> _Kutipan Teks_

>>>>>

Review : The Tunnel to Summer, the Exit of Goodbyes (2022)

Kata Febri 6/10
Premisnya terdengar menarik, tetapi narasi film terasa berantakan. Film berdurasi 83 menit ini mencoba memadukan elemen romansa, drama keluarga, dan fiksi ilmiah, tetapi gagal menyeimbangkannya. Alur cerita sering kali terasa terputus-putus. Transisi antara momen emosional dan penjelasan tentang mekanisme terowongan terasa canggung, seolah-olah film ini tidak yakin apakah ingin menjadi drama karakter atau misteri supernatural. Aturan waktu di terowongan Urashima, yang seharusnya menjadi inti cerita, dijelaskan dengan samar dan tidak konsisten, membuat bingung. Misalnya, bagaimana terowongan memengaruhi waktu di dunia nyata sering kali kontradiktif, dan film tidak berusaha menjelaskan inkonsistensi ini. Akibatnya, elemen supernatural yang seharusnya memikat justru terasa sebagai gimmick yang kurang tergali.

<<<<<

> _Catatan Data_
>>>>>

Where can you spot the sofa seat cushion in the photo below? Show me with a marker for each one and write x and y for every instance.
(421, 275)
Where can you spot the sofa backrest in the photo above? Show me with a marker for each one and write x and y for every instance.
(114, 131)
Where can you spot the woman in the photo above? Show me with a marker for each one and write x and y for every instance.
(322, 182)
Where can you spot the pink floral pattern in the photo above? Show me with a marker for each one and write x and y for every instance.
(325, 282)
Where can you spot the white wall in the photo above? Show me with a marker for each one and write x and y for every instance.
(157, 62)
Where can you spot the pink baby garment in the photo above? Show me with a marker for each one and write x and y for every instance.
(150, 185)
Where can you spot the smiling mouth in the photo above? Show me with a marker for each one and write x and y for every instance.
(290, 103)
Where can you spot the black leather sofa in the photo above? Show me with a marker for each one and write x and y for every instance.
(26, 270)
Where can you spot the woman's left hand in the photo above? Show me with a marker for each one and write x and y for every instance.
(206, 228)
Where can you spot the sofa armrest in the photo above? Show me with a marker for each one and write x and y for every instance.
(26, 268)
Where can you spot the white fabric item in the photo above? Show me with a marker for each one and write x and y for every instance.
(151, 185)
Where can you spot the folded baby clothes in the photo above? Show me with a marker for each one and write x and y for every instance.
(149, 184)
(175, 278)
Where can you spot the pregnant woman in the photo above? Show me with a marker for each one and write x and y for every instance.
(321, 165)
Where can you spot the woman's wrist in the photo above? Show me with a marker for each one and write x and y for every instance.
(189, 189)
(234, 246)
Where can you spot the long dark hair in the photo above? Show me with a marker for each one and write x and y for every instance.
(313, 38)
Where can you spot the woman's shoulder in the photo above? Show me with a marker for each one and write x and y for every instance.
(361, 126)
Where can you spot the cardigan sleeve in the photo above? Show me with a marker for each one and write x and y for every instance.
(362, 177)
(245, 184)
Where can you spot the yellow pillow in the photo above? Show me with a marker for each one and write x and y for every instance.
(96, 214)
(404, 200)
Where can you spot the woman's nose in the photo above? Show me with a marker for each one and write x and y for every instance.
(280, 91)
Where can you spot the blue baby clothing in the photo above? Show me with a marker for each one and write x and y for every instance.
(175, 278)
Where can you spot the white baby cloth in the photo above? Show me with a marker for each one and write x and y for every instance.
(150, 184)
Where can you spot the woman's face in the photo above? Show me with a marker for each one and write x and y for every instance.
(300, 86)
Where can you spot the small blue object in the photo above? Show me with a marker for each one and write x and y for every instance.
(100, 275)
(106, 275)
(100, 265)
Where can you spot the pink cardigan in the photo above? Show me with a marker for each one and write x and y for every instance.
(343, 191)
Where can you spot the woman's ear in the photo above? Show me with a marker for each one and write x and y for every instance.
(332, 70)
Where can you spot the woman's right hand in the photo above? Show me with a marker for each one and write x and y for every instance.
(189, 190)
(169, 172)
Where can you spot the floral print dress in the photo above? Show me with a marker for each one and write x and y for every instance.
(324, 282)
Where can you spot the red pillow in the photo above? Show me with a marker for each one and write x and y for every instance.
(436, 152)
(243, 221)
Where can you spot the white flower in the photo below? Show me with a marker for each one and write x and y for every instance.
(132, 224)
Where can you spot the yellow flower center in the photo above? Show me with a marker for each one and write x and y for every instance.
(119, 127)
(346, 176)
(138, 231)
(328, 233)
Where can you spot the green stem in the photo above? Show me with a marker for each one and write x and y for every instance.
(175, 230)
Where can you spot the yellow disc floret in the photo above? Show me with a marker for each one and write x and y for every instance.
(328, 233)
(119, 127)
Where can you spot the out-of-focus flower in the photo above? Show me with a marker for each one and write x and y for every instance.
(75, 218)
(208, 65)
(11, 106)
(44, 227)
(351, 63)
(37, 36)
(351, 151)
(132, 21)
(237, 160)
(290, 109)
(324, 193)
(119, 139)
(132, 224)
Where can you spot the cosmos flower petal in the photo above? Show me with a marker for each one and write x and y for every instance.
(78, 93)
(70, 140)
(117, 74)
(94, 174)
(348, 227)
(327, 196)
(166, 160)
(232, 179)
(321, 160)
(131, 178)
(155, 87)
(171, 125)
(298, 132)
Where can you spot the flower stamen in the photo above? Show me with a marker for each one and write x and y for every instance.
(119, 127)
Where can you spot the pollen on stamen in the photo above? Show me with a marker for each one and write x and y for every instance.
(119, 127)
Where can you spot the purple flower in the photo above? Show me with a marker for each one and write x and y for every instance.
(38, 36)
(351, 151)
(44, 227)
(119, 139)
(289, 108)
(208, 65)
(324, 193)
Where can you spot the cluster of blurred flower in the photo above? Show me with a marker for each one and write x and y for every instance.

<<<<<

> _Daftar Tugas_
**1)** Tampilkan tanpa perubahan bagian ulasan film di atas, mulai dari "Kata Febri 6/10" sampai dengan dan termasuk "yang kurang tergali.".
**2)** Menurut ulasan film di atas, berapa durasi film tersebut?
**3)** Tentukan apakah setiap pernyataan berikut sesuai dengan ulasan film di atas. Jawab dengan ya atau tidak, disertai kutipan persis dari ulasan yang menjadi dasarnya. (a) Film ini mencoba menggabungkan romansa, drama keluarga, dan fiksi ilmiah. (b) Aturan waktu di terowongan Urashima dijelaskan secara jelas dan konsisten. (c) Ulasan ini memberikan nilai 6/10.

> _Jawaban Tugas_
**1)**
Kata Febri 6/10
Premisnya terdengar menarik, tetapi narasi film terasa berantakan. Film berdurasi 83 menit ini mencoba memadukan elemen romansa, drama keluarga, dan fiksi ilmiah, tetapi gagal menyeimbangkannya. Alur cerita sering kali terasa terputus-putus. Transisi antara momen emosional dan penjelasan tentang mekanisme terowongan terasa canggung, seolah-olah film ini tidak yakin apakah ingin menjadi drama karakter atau misteri supernatural. Aturan waktu di terowongan Urashima, yang seharusnya menjadi inti cerita, dijelaskan dengan samar dan tidak konsisten, membuat bingung. Misalnya, bagaimana terowongan memengaruhi waktu di dunia nyata sering kali kontradiktif, dan film tidak berusaha menjelaskan inkonsistensi ini. Akibatnya, elemen supernatural yang seharusnya memikat justru terasa sebagai gimmick yang kurang tergali.

**2)** 83 menit.

**3)**
(a) Ya: "mencoba memadukan elemen romansa, drama keluarga, dan fiksi ilmiah"
(b) Tidak: "dijelaskan dengan samar dan tidak konsisten"
(c) Ya: "Kata Febri 6/10"